> Passage to read
====

By now, many boomers have built up substantial savings in their 401(k) plans. When facing a job change or retirement there are important decisions to be made regarding this nest egg.
Individuals have several options:
- Take a lump sum payment
- Leave the money where it is
- Rollover funds to a new employer’s 401(k)
- Rollover funds to a self-directed IRA
Each of these choices has advantages and disadvantages. Be sure to consider all the factors and weigh carefully the pros and cons against your needs.
CHOICE: TAKE YOUR LUMP SUM DISTRIBUTION IN CASH
- Immediate cash for expenses or major purchases
- Income tax due on part or all of the distribution
- 20% mandatory withholding
- 10% income tax penalty if you are under age 59½ (Exceptions may apply: e.g. separation due to death or disability)
- Reduced retirement nest egg value
Taking your lump sum distribution in cash may seem attractive. This may provide you with immediate liquidity, perhaps even allowing for major purchases such as a new car, or a second home.
But, there are some major drawbacks to choosing this approach, including owing income tax on the entire taxable distribution amount, plus a 10% penalty if you are under age 59½. Also, payment of taxes (and any applicable penalties) and the spending of some or all of the remainder ultimately reduces your financial security in retirement, and may leave you having to work longer than you planned.
CHOICE: LEAVE THE MONEY WHERE IT IS
- Continued tax-deferred growth
- Familiarity with plan
- The ability to borrow may be retained (where a new plan may restrict)
- Potentially limited investment options
- Possibly limited distribution options at retirement
- Adds to complexity of managing investments due to additional account(s).

====

> Dataset extract
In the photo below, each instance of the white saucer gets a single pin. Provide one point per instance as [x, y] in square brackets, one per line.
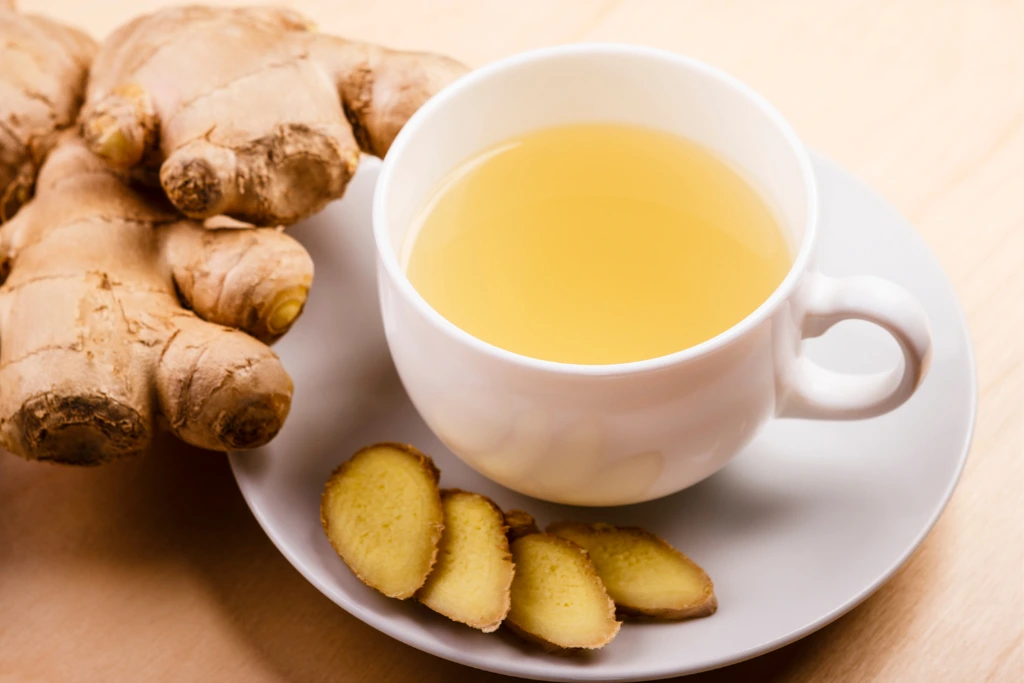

====

> Complete the following
1. In the passage on 401(k) options, what penalty applies to a cash lump sum distribution if you are under age 59½?
2. Extract the part of the passage on 401(k) options from "- Reduced retirement" up to and including "than you planned.".
3. Write what comes next in the passage on 401(k) options, picking up after its final line.

> Final answers
1. A 10% income tax penalty applies, though exceptions such as separation due to death or disability may apply.

2.
- Reduced retirement nest egg value
Taking your lump sum distribution in cash may seem attractive. This may provide you with immediate liquidity, perhaps even allowing for major purchases such as a new car, or a second home.
But, there are some major drawbacks to choosing this approach, including owing income tax on the entire taxable distribution amount, plus a 10% penalty if you are under age 59½. Also, payment of taxes (and any applicable penalties) and the spending of some or all of the remainder ultimately reduces your financial security in retirement, and may leave you having to work longer than you planned.

3.
- Potential for beneficiary restrictions that might affect estate planning
Since you're familiar with your current plan, keeping your money where it is may make good sense in certain cases. The most important advantage is that this choice requires no immediate actions while retaining some ability to make choices later.
Note that not all plans provide for all the options you may want. You will need to ask your plan administrator if your 401(k) plan permits loans from accounts held by separated or retired employees and evaluate the choice of investment options as well as the limits on the distribution options at retirement.
Another issue you might want to think about is convenience. Many people like to keep their funds as consolidated as possible. Having a plan at your old company, and then starting one with your new employer, may be quite inconvenient. You or your beneficiaries would receive multiple statements and have to contact multiple sources when you want to change investment options or withdraw funds.
Finally, plan restrictions that may affect estate planning are important issues to discuss with your professional advisor. Depending on your plan, you may be restricted in who you can name as beneficiary.
CHOICE: ROLLOVER FUNDS TO YOUR NEW EMPLOYER'S PLAN
- Keeps all funds together – streamlining management of retirement funds
- Tax-deferred growth is retained
- May have to wait for eligibility
Check with your new employer to see if they offer a 401(k) plan and when you'll be eligible to participate. If there's a waiting period for participation, consider leaving your funds in your old employer's plan until you're eligible under the new plan.
Make sure all rollover checks are written out directly to the new plan administrator, not to you. If the check is written directly to you, it will be treated as a taxable distribution. Your plan administrator will deduct 20% for taxes and you'll have to come up with the 20% difference in order to do a complete rollover and avoid taxes. You'll get the 20% back when you file your income tax return at the end of the year, as long as you rollover 100% of the funds within 60 days, but why let Uncle Sam use your money interest-free?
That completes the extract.